BRIEF:
Reproduce verbatim the final portion of the material below, from the line containing "I would be grateful if you could spot the lake" through its last line, and nothing else.

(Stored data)
## START
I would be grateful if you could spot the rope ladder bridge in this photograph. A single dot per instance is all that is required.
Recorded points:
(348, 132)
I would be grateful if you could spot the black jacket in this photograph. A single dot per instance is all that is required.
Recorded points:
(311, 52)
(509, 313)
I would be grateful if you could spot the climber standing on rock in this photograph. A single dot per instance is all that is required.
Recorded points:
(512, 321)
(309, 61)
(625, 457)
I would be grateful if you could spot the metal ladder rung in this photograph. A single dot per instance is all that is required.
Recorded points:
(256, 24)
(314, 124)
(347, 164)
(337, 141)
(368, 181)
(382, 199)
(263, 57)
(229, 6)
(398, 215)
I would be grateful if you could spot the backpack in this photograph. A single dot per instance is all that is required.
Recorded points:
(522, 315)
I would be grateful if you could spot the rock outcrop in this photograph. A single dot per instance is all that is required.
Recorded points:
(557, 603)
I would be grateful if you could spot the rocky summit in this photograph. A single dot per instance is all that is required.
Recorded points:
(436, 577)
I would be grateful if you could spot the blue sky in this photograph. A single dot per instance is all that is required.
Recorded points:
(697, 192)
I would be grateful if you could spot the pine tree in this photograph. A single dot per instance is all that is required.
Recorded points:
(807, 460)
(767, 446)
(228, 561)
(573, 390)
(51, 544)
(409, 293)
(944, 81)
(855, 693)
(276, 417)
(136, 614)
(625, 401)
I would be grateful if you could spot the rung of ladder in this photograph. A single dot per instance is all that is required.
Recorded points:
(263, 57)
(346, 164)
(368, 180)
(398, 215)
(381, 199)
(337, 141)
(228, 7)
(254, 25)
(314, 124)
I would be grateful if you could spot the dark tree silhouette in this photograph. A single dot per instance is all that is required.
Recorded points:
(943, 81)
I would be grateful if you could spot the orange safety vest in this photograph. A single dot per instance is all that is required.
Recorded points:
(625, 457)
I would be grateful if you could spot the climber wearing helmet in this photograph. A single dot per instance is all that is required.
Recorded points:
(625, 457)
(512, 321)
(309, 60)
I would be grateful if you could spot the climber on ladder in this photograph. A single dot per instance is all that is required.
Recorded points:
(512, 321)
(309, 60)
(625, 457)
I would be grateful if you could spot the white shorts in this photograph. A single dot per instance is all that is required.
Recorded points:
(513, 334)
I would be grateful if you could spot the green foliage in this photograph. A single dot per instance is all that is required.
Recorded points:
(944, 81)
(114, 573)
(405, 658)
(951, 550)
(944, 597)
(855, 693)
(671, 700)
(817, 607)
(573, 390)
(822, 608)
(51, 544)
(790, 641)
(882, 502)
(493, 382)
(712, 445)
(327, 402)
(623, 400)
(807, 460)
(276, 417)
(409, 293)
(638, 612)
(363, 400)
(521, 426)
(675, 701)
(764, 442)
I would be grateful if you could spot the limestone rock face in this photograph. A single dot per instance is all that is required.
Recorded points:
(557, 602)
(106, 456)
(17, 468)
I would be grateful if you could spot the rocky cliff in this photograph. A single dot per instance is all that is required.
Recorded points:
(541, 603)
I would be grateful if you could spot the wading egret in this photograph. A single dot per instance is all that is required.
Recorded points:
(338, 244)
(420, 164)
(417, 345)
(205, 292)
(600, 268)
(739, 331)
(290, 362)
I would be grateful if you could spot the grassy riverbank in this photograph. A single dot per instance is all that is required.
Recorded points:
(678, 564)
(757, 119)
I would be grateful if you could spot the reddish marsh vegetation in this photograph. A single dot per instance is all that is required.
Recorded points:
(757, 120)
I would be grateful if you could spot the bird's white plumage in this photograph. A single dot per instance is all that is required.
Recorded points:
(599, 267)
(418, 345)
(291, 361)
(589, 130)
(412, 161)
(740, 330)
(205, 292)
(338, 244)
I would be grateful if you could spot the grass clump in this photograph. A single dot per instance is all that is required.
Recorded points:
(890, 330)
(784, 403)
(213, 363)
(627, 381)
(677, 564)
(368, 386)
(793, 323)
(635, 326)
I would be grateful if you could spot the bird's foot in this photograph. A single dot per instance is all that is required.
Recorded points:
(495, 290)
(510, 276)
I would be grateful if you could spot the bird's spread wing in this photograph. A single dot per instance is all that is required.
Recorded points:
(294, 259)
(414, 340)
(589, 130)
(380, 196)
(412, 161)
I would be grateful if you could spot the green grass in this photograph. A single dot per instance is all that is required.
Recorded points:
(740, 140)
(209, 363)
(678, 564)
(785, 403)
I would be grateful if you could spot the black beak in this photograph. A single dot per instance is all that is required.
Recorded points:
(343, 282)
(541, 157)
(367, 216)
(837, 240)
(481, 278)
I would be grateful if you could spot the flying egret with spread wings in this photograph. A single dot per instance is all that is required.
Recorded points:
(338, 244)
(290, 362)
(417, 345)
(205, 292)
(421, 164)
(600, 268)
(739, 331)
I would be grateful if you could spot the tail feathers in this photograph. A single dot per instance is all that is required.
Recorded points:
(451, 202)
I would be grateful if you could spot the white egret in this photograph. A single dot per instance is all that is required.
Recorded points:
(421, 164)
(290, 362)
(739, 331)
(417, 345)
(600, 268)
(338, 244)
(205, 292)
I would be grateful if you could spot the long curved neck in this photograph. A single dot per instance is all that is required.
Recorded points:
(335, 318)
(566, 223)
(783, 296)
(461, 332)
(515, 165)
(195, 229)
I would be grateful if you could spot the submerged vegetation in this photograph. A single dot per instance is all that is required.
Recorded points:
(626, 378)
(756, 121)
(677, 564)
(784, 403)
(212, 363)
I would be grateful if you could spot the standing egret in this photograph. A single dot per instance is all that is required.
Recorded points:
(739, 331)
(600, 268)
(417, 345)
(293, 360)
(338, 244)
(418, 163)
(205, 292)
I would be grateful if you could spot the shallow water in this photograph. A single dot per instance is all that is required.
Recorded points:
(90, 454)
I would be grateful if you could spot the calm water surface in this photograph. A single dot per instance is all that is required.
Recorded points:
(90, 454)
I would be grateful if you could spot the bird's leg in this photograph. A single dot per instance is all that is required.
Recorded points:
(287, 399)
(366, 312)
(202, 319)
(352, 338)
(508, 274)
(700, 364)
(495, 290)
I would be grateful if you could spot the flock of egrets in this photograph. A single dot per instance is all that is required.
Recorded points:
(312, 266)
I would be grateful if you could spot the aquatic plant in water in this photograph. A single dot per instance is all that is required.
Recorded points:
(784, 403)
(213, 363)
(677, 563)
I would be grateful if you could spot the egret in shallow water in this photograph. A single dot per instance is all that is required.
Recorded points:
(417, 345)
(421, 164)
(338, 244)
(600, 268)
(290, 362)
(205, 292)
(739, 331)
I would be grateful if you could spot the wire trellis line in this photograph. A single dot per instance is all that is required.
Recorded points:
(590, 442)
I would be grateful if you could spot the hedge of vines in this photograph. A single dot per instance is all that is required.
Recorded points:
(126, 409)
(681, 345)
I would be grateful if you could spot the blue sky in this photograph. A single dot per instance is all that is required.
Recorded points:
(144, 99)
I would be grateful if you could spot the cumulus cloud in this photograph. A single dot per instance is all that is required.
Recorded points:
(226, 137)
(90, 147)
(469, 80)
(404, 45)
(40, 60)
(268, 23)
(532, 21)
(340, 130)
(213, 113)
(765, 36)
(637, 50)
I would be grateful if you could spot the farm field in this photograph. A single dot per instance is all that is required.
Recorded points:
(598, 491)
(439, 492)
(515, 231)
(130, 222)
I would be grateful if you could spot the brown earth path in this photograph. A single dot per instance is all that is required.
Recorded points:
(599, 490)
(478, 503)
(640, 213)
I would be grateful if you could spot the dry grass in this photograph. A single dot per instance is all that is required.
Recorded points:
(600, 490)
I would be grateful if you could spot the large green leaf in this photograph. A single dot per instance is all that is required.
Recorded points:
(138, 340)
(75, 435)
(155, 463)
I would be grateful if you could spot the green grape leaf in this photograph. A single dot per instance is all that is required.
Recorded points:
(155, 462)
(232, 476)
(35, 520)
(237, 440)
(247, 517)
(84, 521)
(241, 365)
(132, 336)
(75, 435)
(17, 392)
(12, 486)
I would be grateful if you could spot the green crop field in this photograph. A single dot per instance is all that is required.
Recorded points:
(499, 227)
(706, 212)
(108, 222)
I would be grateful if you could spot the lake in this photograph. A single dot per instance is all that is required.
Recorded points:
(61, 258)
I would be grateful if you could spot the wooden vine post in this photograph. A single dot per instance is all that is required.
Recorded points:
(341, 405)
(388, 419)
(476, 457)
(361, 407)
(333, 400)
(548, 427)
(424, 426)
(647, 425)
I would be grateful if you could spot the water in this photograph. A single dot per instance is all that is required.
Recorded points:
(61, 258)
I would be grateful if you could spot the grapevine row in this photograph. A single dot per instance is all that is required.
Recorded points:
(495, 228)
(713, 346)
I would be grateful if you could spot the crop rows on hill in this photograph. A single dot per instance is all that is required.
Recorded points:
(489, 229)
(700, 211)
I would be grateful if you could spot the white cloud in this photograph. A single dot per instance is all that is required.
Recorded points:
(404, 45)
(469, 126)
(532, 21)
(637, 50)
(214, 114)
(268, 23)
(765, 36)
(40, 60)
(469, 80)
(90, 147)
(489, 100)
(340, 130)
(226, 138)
## END
ANSWER TO THE EXERCISE:
I would be grateful if you could spot the lake in this photograph. A single dot per instance is all that is required.
Recorded points:
(61, 258)
I would be grateful if you could spot the wooden vine post in this photograph. A single dot per instance is all that is required.
Recorded points:
(341, 405)
(388, 419)
(476, 457)
(361, 407)
(333, 400)
(548, 427)
(424, 426)
(647, 425)
I would be grateful if you could spot the water in this photograph. A single dot per instance is all that is required.
Recorded points:
(61, 258)
I would be grateful if you could spot the grapevine row in this photograph. A single dot per instance is all that is required.
Recorded points:
(495, 228)
(713, 346)
I would be grateful if you could spot the crop rows on hill in this photograph. A single dot per instance is all that is required.
Recorded points:
(489, 229)
(700, 211)
I would be grateful if you could spot the white cloud in this photograph. A single dot per instance is all that is required.
Recorded points:
(404, 45)
(469, 126)
(532, 21)
(637, 50)
(214, 114)
(268, 23)
(765, 36)
(40, 60)
(469, 80)
(90, 147)
(489, 100)
(340, 130)
(226, 138)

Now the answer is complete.